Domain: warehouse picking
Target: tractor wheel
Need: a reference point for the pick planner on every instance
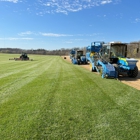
(133, 73)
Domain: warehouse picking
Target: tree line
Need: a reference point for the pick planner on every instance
(133, 50)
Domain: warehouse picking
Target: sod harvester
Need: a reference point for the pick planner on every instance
(110, 59)
(23, 56)
(77, 57)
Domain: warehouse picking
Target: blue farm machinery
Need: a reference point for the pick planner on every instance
(110, 59)
(77, 57)
(23, 56)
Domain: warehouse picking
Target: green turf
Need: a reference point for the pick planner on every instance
(52, 99)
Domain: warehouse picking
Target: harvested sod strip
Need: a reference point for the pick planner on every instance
(50, 98)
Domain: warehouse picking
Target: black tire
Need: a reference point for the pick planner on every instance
(133, 73)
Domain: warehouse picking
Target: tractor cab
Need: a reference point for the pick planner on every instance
(111, 52)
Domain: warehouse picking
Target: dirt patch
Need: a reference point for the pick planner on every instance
(133, 82)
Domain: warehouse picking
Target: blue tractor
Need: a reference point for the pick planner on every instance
(77, 57)
(110, 59)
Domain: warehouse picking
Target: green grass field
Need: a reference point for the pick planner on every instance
(52, 99)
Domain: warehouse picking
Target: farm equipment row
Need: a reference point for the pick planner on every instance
(109, 59)
(23, 56)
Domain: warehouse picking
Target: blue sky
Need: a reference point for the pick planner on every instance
(56, 24)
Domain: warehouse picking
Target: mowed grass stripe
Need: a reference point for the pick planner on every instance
(15, 81)
(66, 101)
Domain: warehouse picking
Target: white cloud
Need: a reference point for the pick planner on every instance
(54, 35)
(25, 33)
(66, 6)
(14, 1)
(106, 1)
(14, 38)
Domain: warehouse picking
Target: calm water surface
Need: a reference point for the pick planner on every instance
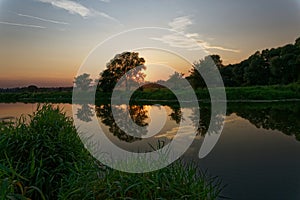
(257, 155)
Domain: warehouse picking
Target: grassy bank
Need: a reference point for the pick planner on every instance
(276, 92)
(45, 159)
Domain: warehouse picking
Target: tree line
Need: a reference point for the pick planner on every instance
(276, 66)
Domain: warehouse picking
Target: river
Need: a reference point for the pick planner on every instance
(257, 155)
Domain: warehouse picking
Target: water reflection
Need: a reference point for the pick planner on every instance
(85, 113)
(282, 117)
(276, 116)
(138, 114)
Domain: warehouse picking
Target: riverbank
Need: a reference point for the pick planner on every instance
(45, 159)
(234, 94)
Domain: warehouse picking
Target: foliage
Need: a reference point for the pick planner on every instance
(207, 67)
(269, 67)
(126, 63)
(83, 81)
(44, 159)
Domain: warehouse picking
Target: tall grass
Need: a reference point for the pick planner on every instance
(45, 159)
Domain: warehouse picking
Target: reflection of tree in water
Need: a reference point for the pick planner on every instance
(204, 120)
(176, 114)
(85, 113)
(138, 115)
(283, 117)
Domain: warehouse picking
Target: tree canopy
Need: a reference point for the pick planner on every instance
(269, 67)
(126, 63)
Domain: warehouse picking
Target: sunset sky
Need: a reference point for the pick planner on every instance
(44, 42)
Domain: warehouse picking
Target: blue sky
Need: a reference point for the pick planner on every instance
(44, 42)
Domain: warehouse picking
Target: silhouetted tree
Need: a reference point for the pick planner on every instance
(119, 66)
(207, 67)
(83, 82)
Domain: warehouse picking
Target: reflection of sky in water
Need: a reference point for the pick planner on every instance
(256, 163)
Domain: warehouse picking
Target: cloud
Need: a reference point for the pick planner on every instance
(183, 39)
(77, 8)
(180, 23)
(42, 19)
(22, 25)
(70, 6)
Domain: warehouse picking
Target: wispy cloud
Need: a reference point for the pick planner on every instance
(180, 23)
(70, 6)
(77, 8)
(22, 25)
(192, 41)
(42, 19)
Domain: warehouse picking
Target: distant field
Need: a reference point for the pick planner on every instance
(276, 92)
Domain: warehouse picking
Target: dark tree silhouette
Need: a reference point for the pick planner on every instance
(119, 66)
(83, 82)
(85, 113)
(207, 67)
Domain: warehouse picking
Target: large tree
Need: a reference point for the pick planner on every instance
(207, 67)
(127, 64)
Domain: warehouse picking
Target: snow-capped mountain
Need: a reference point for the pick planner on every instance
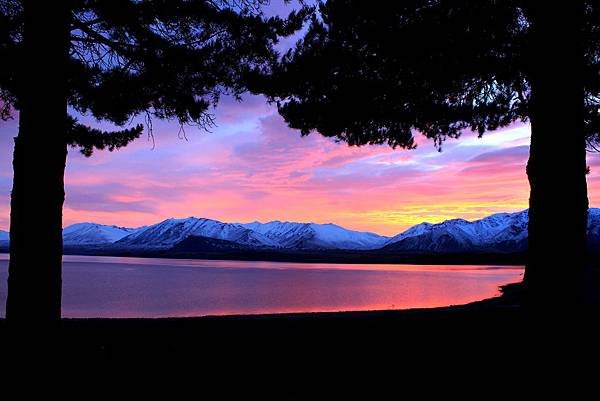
(4, 237)
(168, 233)
(502, 232)
(316, 236)
(94, 234)
(498, 233)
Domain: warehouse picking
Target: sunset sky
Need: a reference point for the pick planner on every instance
(252, 167)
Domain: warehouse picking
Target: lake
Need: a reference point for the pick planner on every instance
(100, 286)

########

WHAT TO PRODUCE:
Leave out the pictures and output every record above precisely as given.

TASK RESULT:
Domain: warehouse picking
Target: tractor wheel
Need: a reference point for the pick planner on every instance
(133, 73)
Domain: warehouse picking
Target: tree line
Need: a reference point for the pick planner on every instance
(133, 50)
Domain: warehouse picking
Target: sod harvester
Need: a reference point for the pick planner on every instance
(110, 59)
(23, 56)
(77, 57)
Domain: warehouse picking
Target: blue farm machinery
Need: a reference point for the pick planner on every instance
(110, 59)
(77, 57)
(23, 56)
Domain: warehouse picking
Target: green turf
Need: a reference point for the pick planner on every instance
(52, 99)
Domain: warehouse picking
Target: harvested sod strip
Need: a reference point for the pick planner on every instance
(50, 98)
Domain: warehouse picking
Target: black tire
Need: a reference point for the pick planner on every instance
(133, 73)
Domain: warehouse picking
Target: tractor cab
Need: a reference point for the pick planner on every instance
(111, 52)
Domain: warehouse picking
Target: dirt patch
Need: a reference point for the pick planner on every instance
(133, 82)
Domain: warehouse picking
Target: blue tractor
Need: a reference point for the pick planner on every instance
(77, 57)
(110, 59)
Domain: warehouse picking
Target: green grass field
Need: a reference point for the pick planner on every instance
(52, 99)
Domain: warehouse picking
Target: farm equipment row
Need: a reference point for the pick planner on every instance
(109, 59)
(23, 56)
Domain: warehouse picking
Target: blue sky
Need: a reference point for the pick planner on every instance
(56, 24)
Domain: warehouse picking
Target: mowed grass stripe
Need: a reference point for the pick planner on every instance
(15, 81)
(66, 101)
Domain: warehouse picking
Target: white cloud
Need: a reference point for the pick planner on every instance
(54, 35)
(25, 33)
(66, 6)
(14, 1)
(106, 1)
(14, 38)
Domain: warehouse picking
Target: calm water surface
Need: a reference point for the pick planner on every instance
(257, 155)
Domain: warehouse picking
Target: grassy bank
Need: a reference point for the pick planner on every instance
(276, 92)
(45, 159)
Domain: warehouse picking
Target: tree line
Need: a reference point for the pick planner on every instance
(276, 66)
Domain: warehouse picking
Target: river
Need: a reference point for the pick planner on every instance
(257, 155)
Domain: warehouse picking
Target: water reflection
Need: a reference point for the pick planner on every instance
(85, 113)
(282, 117)
(276, 116)
(138, 114)
Domain: warehouse picking
Target: riverbank
Need: a reference point for the pick planner on every instance
(45, 159)
(234, 94)
Domain: warehouse picking
Target: foliage
Need: a reference point for the pick planner on every instance
(207, 67)
(269, 67)
(126, 63)
(83, 81)
(44, 159)
Domain: warehouse picking
Target: tall grass
Need: a reference point for the pick planner on every instance
(45, 159)
Domain: warehouse picking
Target: reflection of tree in water
Need: a reference point for the pick planner on every instance
(204, 120)
(176, 114)
(85, 113)
(138, 115)
(283, 117)
Domain: warehouse picking
Target: tree canopy
Need: a reference point for the pick planner on every instance
(269, 67)
(126, 63)
Domain: warehouse picking
Target: sunset sky
Need: a reference point for the pick planner on every instance
(44, 42)
Domain: warehouse picking
Target: blue sky
Need: a reference point for the pick planner on every instance
(44, 42)
Domain: warehouse picking
Target: silhouetted tree
Need: a reference point for the pick planner on every instance
(119, 66)
(207, 67)
(83, 82)
Domain: warehouse picking
Target: reflection of sky in water
Need: a reference point for the pick planner on every instance
(256, 163)
Domain: warehouse picking
Target: cloud
Need: a reference point for the pick planner on every instance
(183, 39)
(77, 8)
(180, 23)
(42, 19)
(22, 25)
(70, 6)
Domain: warehouse picking
Target: wispy cloud
Need: a reference point for the pick planner on every instance
(180, 23)
(70, 6)
(77, 8)
(22, 25)
(192, 41)
(42, 19)
Domain: warehouse picking
Target: distant field
Need: a reference point for the pick planner on every instance
(276, 92)
Domain: warehouse picking
Target: dark tree silhouette
Need: a reference point for the pick planner on every instance
(119, 66)
(83, 82)
(85, 113)
(207, 67)
Domain: warehouse picking
Target: large tree
Need: a reference point for the pick planner on every instance
(207, 67)
(127, 64)
Domain: warehouse picking
Target: snow-capped mountain
Need: a reference point for the pick planner on every instance
(4, 237)
(168, 233)
(502, 232)
(316, 236)
(94, 234)
(498, 233)
Domain: warehouse picking
Target: sunset sky
Need: a reference point for the pick planner on every instance
(252, 167)
Domain: warehouse picking
Target: lake
Need: a reference point for the pick planner on every instance
(100, 286)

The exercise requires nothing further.